:: Text passage ::
If you have to ask, it’s disappointing.

But the answer is none of the staff who we need to care for critically ill patients have quite mastered the art of being in two places at once… https://twitter.com/johnredwood/status/1314268776066617344
I realise my reply may seem facetious, so I will give more details. Initially COVID was presented as a simple disease and a bit of ventilation was all that was required. In fact it isn’t.
COVID is a multisystem disease that causes pneumonia skewed towards the highest severity of illness with terrible lung disease, kidney failure, brain involvement and very abnormal blood clotting. Some patients get poor cardiac function too. Treatment is rapidly evolving.
As a result patients are not suitable for care by someone who isn’t an experienced critical care consultant, or nurse. Things happen very fast and experienced clinicians are needed to respond if good outcomes are to be possible.

:: Information ::
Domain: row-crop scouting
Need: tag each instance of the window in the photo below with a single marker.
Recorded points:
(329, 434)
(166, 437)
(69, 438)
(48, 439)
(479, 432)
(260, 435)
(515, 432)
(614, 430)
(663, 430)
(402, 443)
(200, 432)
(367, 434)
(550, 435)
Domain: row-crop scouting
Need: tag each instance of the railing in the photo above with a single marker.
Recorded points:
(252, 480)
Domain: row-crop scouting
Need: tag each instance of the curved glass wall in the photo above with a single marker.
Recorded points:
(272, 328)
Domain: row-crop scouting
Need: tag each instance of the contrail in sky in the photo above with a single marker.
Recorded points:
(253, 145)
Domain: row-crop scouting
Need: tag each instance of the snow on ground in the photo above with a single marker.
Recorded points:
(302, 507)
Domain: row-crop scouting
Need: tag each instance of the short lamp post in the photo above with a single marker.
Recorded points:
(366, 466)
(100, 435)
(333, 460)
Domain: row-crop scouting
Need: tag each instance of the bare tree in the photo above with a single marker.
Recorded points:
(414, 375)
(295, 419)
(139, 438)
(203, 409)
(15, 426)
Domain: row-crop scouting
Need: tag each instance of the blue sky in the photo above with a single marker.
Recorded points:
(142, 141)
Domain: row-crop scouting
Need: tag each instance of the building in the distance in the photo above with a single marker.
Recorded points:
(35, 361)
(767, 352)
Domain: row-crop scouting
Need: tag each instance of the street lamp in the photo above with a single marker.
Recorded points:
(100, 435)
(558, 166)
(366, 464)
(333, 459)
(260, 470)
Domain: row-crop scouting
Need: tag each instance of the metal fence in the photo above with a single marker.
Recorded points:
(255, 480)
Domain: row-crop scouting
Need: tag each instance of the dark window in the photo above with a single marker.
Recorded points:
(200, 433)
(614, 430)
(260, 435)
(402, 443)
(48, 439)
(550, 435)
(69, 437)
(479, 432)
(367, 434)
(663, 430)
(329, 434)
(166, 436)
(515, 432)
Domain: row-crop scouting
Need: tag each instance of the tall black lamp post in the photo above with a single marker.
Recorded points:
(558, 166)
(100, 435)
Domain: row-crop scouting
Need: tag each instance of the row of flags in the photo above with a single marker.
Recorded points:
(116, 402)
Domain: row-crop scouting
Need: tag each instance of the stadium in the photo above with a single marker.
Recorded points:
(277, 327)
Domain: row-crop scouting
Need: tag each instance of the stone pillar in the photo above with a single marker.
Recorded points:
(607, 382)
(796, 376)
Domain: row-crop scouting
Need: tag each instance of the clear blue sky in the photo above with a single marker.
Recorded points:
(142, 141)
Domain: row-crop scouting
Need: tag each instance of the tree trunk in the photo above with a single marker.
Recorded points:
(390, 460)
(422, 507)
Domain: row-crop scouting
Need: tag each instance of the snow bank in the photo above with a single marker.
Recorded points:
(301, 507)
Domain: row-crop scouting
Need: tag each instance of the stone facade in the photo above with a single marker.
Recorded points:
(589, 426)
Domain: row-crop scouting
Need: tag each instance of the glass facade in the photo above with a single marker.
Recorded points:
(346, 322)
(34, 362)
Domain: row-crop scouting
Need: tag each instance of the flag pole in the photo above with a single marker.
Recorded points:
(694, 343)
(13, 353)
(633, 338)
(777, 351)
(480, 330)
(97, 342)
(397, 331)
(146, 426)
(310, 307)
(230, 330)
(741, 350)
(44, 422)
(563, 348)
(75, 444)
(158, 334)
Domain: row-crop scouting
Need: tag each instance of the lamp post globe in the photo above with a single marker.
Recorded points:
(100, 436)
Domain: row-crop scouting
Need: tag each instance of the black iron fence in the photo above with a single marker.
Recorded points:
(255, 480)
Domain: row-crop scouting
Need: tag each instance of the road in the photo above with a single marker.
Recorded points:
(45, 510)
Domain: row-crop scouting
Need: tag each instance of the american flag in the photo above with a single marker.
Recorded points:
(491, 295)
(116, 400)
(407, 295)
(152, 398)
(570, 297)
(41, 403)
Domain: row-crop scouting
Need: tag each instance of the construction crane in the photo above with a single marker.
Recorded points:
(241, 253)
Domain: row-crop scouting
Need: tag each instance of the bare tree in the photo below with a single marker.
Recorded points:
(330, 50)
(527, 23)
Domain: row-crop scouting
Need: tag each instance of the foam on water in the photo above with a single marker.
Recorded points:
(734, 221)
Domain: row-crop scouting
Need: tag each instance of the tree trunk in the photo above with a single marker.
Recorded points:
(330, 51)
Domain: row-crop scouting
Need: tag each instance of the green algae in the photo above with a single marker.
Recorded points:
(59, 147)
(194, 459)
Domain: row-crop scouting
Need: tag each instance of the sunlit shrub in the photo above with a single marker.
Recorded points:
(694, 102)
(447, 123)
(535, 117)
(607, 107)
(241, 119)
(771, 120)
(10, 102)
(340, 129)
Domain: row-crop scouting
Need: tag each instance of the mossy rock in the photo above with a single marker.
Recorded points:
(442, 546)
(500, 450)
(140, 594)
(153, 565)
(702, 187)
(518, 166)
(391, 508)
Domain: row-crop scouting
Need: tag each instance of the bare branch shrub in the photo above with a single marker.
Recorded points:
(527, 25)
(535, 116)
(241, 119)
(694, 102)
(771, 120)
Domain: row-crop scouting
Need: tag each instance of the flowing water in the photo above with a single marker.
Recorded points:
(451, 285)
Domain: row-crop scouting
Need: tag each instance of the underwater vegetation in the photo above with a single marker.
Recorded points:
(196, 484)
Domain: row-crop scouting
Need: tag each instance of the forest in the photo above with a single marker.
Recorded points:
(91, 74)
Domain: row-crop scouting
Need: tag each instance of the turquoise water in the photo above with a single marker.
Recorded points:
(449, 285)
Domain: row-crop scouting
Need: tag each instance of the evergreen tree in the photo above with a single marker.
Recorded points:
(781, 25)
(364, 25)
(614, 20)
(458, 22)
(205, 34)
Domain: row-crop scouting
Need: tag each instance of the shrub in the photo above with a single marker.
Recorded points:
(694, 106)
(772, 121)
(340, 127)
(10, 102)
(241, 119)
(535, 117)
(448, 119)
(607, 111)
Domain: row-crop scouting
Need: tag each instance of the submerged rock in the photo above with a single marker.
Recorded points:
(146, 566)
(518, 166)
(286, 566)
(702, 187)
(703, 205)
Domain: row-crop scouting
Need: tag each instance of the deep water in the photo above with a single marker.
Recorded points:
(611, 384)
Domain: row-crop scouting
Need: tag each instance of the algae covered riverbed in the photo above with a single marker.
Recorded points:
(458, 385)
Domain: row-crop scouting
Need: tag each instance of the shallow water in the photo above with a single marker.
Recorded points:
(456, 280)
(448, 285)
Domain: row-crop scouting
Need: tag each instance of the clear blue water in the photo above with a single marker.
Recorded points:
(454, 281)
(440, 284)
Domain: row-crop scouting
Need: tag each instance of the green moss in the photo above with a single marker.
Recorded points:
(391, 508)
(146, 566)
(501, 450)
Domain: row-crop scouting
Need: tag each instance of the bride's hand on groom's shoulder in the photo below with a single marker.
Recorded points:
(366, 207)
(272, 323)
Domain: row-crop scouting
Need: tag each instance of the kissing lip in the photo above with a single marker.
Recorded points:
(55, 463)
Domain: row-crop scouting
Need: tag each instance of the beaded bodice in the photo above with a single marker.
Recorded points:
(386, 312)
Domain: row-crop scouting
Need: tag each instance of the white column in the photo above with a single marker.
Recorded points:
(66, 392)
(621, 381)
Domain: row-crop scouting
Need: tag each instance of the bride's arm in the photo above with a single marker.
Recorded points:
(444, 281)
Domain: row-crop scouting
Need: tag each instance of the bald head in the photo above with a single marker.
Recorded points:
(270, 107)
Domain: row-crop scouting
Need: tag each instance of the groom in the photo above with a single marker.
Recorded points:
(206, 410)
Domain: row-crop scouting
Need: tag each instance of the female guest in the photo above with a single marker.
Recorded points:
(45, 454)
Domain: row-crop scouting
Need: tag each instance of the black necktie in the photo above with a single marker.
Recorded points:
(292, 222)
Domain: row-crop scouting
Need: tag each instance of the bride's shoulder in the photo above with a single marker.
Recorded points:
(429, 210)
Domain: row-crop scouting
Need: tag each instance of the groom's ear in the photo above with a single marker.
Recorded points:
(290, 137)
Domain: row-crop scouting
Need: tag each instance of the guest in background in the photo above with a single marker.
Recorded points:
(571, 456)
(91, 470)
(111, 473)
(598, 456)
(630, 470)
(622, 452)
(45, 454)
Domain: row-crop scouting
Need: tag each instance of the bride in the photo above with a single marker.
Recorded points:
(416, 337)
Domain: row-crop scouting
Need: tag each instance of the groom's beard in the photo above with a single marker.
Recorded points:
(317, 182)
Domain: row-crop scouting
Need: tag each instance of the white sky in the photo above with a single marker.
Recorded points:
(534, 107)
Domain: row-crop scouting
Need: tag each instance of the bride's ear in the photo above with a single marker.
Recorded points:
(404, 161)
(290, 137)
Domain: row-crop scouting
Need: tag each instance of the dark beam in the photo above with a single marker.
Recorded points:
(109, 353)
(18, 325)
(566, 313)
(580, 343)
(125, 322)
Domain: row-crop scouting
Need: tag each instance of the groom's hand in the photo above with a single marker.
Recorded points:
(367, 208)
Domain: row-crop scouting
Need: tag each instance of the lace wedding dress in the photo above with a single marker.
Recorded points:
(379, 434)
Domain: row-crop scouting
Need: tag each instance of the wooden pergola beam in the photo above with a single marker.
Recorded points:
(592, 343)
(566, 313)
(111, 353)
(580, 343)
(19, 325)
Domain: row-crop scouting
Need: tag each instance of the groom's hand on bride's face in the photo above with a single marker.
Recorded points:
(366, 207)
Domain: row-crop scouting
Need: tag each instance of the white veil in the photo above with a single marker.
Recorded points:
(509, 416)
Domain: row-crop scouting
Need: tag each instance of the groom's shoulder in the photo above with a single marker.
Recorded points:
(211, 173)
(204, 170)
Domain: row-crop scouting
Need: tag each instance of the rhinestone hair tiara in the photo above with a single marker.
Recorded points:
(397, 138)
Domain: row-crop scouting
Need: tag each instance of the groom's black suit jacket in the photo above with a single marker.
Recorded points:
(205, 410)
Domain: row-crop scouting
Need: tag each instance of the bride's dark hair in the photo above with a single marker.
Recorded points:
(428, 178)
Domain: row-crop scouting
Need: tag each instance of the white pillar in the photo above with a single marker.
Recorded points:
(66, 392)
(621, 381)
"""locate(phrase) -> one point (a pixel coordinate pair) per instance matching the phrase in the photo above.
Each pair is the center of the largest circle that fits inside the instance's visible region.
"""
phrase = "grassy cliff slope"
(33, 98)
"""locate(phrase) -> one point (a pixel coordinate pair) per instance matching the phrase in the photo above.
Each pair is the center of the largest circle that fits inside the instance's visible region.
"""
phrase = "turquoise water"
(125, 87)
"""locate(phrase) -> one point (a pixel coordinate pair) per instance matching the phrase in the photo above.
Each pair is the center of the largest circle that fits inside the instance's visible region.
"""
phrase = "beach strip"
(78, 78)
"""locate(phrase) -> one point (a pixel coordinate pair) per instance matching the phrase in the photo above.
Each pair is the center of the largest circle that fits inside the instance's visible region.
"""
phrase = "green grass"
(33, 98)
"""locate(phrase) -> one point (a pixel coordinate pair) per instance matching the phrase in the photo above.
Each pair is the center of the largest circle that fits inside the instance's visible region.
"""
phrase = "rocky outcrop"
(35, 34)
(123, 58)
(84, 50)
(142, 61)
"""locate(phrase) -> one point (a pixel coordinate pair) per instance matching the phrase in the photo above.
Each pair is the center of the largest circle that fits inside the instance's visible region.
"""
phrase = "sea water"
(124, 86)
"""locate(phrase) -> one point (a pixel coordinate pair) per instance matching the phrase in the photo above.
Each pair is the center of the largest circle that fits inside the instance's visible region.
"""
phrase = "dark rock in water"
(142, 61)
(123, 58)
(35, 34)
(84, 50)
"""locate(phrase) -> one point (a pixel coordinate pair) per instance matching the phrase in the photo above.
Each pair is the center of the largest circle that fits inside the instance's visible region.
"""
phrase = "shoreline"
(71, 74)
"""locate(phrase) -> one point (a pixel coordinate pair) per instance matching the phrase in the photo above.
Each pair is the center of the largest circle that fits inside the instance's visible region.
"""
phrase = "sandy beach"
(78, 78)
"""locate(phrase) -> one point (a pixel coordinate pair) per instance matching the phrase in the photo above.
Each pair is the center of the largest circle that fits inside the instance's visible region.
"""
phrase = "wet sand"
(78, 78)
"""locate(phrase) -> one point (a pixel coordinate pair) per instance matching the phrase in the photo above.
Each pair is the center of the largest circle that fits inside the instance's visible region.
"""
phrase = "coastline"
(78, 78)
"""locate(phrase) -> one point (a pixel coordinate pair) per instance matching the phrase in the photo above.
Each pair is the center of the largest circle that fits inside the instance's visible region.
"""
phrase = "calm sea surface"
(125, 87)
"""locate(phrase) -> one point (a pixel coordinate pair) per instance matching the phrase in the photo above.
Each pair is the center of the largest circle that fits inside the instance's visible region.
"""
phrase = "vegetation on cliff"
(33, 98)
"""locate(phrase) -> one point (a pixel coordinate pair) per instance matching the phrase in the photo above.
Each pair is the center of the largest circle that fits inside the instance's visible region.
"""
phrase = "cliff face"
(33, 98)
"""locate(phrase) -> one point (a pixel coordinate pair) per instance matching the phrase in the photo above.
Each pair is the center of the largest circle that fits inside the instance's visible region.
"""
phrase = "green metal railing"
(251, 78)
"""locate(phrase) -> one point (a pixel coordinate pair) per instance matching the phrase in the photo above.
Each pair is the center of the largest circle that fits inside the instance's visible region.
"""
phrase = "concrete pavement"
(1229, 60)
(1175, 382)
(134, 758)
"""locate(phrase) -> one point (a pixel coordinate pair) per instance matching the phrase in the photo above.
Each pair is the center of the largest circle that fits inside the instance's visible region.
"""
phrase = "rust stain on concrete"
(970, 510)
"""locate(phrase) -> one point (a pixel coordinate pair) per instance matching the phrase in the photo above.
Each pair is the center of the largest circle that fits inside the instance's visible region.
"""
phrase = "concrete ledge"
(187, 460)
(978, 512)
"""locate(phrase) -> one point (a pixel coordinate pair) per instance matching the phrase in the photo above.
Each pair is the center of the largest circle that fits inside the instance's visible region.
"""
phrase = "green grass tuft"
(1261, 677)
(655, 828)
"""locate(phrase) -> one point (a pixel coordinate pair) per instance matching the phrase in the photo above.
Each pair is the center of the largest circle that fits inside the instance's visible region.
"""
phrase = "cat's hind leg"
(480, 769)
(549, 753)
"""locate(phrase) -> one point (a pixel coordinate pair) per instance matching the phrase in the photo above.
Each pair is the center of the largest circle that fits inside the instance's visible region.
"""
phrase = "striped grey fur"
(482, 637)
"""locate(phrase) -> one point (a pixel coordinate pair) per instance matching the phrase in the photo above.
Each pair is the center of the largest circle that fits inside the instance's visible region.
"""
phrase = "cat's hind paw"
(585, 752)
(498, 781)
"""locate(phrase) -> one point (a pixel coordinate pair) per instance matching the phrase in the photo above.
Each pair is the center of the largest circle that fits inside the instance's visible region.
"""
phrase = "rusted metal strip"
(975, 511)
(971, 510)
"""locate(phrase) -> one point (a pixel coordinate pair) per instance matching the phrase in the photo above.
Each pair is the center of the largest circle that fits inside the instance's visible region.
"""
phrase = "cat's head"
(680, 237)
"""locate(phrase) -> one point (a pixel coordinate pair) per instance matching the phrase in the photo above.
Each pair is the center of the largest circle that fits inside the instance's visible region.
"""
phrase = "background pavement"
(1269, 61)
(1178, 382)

:: Task list ::
(a) Translate this sentence from the text on COVID critical care into Spanish: "Treatment is rapidly evolving."
(b) Continue the text on COVID critical care from where it stops.

:: Responses by task ::
(a) El tratamiento evoluciona rápidamente.

(b)
We used a lot of non-ICU staff to support, and they did a great job, but this was highly stressful for them and for us, and not sustainable given the impact on other services. Nobody was working in anything resembling a comfort zone, and you can’t do this for long.
At the same time our normal business of trauma, cardiac arrests, aneurysms, bleeding, kidney failure, stroke, liver failure, pneumonia, cancer surgery, cardiac surgery, bowel surgery, transplants, sepsis and other conditions keep coming. These people too need specialist care.
The fact is Critical Care tripled its capacity during the surge, at least in my hospital. This was a massive effort and achievement.

We face the potentially same again or worse whilst being asked to provide a full “NHS worth” of critical care at the same time.
ICU nurses take a couple of years to train, airway skilled registrars perhaps five years post qualification (ie 10 years), and consultants like me roughly 15 years from school leaver to consultant.
So we can’t turn on a dime. We did second a lot of people into ICU, but this is a transformation unprecedented in peacetime healthcare, and the necessary permanent expansion of critical care will take a lot of resources.